### EXERCISE GOAL:
Reproduce the stretch of the data below from the line containing "Target: lake water" through the end, keeping every line unchanged.

(begin)

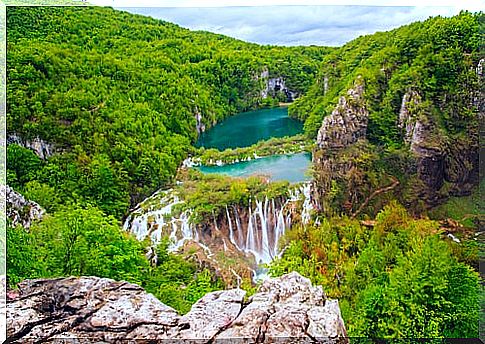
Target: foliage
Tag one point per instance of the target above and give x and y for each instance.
(436, 58)
(178, 282)
(77, 241)
(396, 278)
(117, 94)
(284, 145)
(208, 195)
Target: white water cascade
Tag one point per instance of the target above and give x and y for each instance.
(154, 217)
(255, 229)
(266, 223)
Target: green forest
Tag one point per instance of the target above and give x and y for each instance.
(117, 95)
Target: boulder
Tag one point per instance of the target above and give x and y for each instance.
(92, 309)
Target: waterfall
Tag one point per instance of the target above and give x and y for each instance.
(239, 229)
(255, 229)
(231, 230)
(153, 217)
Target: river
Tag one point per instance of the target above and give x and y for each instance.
(247, 128)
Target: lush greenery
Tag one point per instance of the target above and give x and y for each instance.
(283, 145)
(83, 241)
(118, 94)
(208, 195)
(435, 63)
(436, 58)
(394, 277)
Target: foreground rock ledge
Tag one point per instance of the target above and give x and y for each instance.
(287, 309)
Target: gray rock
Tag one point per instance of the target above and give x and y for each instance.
(348, 121)
(40, 147)
(90, 309)
(20, 210)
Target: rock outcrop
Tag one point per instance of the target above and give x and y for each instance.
(91, 309)
(347, 123)
(274, 86)
(341, 140)
(20, 210)
(437, 159)
(40, 147)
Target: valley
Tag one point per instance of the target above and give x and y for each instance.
(144, 152)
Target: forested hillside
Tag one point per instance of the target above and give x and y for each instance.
(419, 90)
(436, 58)
(103, 107)
(396, 116)
(120, 95)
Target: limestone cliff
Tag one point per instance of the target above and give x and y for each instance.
(91, 309)
(20, 210)
(40, 147)
(437, 164)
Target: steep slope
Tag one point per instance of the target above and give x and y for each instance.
(409, 106)
(123, 96)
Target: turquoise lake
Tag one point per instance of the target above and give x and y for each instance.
(291, 167)
(248, 128)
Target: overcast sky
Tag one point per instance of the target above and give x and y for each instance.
(294, 25)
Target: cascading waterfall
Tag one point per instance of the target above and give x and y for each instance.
(155, 218)
(255, 229)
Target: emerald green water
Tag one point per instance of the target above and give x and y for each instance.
(248, 128)
(290, 167)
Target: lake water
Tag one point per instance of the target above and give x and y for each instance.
(291, 167)
(248, 128)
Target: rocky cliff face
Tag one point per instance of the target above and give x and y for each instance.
(40, 147)
(438, 160)
(274, 86)
(341, 139)
(347, 123)
(439, 165)
(91, 309)
(248, 234)
(20, 210)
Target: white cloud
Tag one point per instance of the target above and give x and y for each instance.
(295, 25)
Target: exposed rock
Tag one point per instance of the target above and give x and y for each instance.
(245, 234)
(199, 126)
(407, 118)
(437, 160)
(40, 147)
(347, 123)
(21, 211)
(273, 86)
(87, 309)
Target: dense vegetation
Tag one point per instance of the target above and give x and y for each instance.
(394, 277)
(118, 94)
(283, 145)
(437, 58)
(208, 195)
(83, 241)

(end)

### THE RESPONSE:
Target: lake water
Tag one point per instance of the target above and give x and y for each instance.
(291, 167)
(248, 128)
Target: rocky cliff face
Tag one point per instance of the target above and give x and y for each instance.
(40, 147)
(438, 160)
(274, 86)
(341, 139)
(347, 123)
(439, 165)
(91, 309)
(248, 234)
(20, 210)
Target: white cloud
Tag one point per instance of the target above and give x and y for each instance.
(295, 25)
Target: exposed rock
Tag one point per instance of the target above and give x and y for each instance.
(245, 234)
(199, 126)
(407, 118)
(437, 160)
(40, 147)
(347, 123)
(21, 211)
(273, 86)
(87, 309)
Target: dense vegetation
Tag one point per instance of the target above and give x and y for each instance.
(394, 277)
(118, 94)
(283, 145)
(437, 58)
(208, 195)
(83, 241)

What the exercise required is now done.